**TASK DIRECTIONS**
Copy every record exactly, leaving the pictures out.

**Region pointing data**
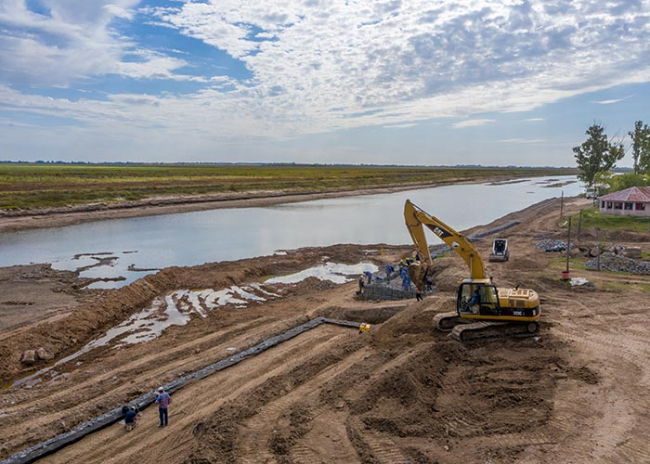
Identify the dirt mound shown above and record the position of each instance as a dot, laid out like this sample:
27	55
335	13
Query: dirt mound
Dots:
448	272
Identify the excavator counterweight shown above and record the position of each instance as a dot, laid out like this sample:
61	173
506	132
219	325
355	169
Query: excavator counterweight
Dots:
482	310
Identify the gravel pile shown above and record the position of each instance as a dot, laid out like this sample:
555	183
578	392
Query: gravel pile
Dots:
551	245
613	262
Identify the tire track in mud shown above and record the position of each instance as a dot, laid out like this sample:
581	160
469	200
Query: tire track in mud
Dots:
192	406
92	391
616	434
257	433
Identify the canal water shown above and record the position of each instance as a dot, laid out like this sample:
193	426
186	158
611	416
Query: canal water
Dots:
134	247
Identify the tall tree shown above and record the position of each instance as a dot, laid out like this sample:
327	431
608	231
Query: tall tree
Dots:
596	154
640	146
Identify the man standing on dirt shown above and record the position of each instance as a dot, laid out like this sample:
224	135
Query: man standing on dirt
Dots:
163	400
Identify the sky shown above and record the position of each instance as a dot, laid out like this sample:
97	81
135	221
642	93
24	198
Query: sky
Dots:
415	82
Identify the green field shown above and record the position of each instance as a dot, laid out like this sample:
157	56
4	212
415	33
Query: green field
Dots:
591	218
41	185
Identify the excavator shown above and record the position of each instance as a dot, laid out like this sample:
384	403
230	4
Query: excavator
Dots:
482	309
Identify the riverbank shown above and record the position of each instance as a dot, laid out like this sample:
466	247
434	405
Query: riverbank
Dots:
333	395
36	218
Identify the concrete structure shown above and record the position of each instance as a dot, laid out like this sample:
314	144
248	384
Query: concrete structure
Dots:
634	201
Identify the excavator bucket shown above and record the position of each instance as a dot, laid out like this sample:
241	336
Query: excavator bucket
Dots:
500	250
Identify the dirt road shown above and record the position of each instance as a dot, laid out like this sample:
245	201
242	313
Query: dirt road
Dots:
399	393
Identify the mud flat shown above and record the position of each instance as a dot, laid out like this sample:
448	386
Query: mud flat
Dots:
401	392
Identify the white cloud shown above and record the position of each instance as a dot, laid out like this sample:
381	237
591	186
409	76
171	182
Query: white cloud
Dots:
610	102
519	140
70	41
320	66
472	123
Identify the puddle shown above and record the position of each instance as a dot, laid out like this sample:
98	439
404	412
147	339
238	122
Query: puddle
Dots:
177	308
337	273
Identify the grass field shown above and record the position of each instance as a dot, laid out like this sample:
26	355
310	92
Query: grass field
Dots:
591	218
43	185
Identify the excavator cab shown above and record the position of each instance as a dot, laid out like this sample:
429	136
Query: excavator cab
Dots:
476	298
500	250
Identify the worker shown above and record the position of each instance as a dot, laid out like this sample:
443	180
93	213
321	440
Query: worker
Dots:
163	400
130	418
474	302
406	282
389	271
362	285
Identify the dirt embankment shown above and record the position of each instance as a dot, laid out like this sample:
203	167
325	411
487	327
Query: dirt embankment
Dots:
578	392
34	218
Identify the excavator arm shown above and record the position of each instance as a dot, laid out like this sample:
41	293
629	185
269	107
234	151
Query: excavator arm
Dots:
416	218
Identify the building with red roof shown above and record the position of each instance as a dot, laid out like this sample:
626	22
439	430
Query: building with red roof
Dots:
634	201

**TASK RESULT**
Identify the dirt mound shown above and record the position of each instance as a dot, laid out like this sample:
27	55
335	13
Query: dirt mound
Dots:
448	272
Identify the excavator counterweight shown above and record the position of each instance as a dot, laid out like this sample:
61	173
506	132
219	325
355	169
Query: excavator counterweight
Dots:
482	310
Identify the gravel pile shown above and record the position of each instance as a dot, laid out like this sample:
555	183
578	392
Query: gravel pile
Dots:
551	245
613	262
Identify the tire track in mud shown above and record the position of each instance as a dot, laid out like this sample:
581	160
469	200
Query: tire track in mud
Dots:
192	406
92	391
616	434
257	433
Identify the canal water shown above and record the position of each instance as a dot, laid out like this sample:
193	426
186	158
611	416
Query: canal water
Dots:
134	247
Identify the tall tree shown above and record the position of each instance as a dot, laid out like this sample:
327	431
608	231
Query: tall tree
Dots:
596	154
640	146
Identify the man standing on dirt shown above and record the position of each instance as a dot, laid out like this sample:
224	135
Query: man standing on dirt
Dots:
163	400
Identify the sky shown above and record the position of each instance as a dot, laid out like this sample:
97	81
135	221
642	93
24	198
Query: sky
Dots:
415	82
Identify the green field shown above and record the position of each instance as a dot, laid out like this sample:
157	56
4	212
415	33
Query: green field
Dots:
591	218
41	185
Identify the excavator shown above and record the position of each instance as a dot, laid out like this sample:
384	403
230	4
Query: excavator
Dots:
482	309
Identify the riverbank shown above and record the position of each instance as a dot, laid out like this sample:
466	247
434	405
Query: riverbank
Dots:
333	395
36	218
Identify the concrete structure shown above and record the position of each instance as a dot, laid out like this sample:
314	144
248	384
Query: concrete structure
Dots:
634	201
Identify the excavator bucket shown above and record the position of each instance as a dot, laid out like this sample:
241	336
Query: excavator bucket
Dots:
500	250
Identify the dirt road shown above and record the position of each instance as a dot, laid out like this sample:
245	201
242	313
Query: dirt road
Dots:
399	393
Identify the mud flat shown above and record the position of each instance as a dot, laid out like this sample:
448	386
Query: mud flat
Dots:
401	392
Identify the white cloud shown above and record the position of each instance as a dot, laid out like this sample:
381	237
591	186
409	76
171	182
Query: white cloud
Dots:
610	102
519	140
70	41
320	66
472	123
Identify the puddle shown above and record the position of each instance as a dot, laid out like this sample:
98	439
404	412
147	339
238	122
Query: puddle
Dots:
177	308
337	273
Identify the grass field shown above and record the position of each instance as a dot, laid out like this sample:
26	355
310	92
Query: grass field
Dots:
591	218
43	185
Identify the excavator cab shown above and record the position of each instance as a dot, laid out like this sample:
429	136
Query: excavator cab
Dots:
476	298
500	250
Identify the worker shown above and record the position of each instance as a dot, laid out like this sample:
443	180
93	213
321	440
Query: worker
Dots:
163	400
130	418
474	302
406	282
389	271
362	285
Identify the dirt embankment shown above and record the position of each instance as a dot, laid out like this sample:
203	167
325	411
487	327
Query: dirt embankment
Dots:
578	392
34	218
Identify the excavator arm shown above and record the position of each instance as a dot, laid out like this sample:
41	293
629	185
269	107
234	151
Query: excavator arm
Dots:
416	218
Identify the building with red roof shown above and record the position of each instance as a dot, laid out like this sample:
626	22
439	430
Query: building with red roof
Dots:
634	201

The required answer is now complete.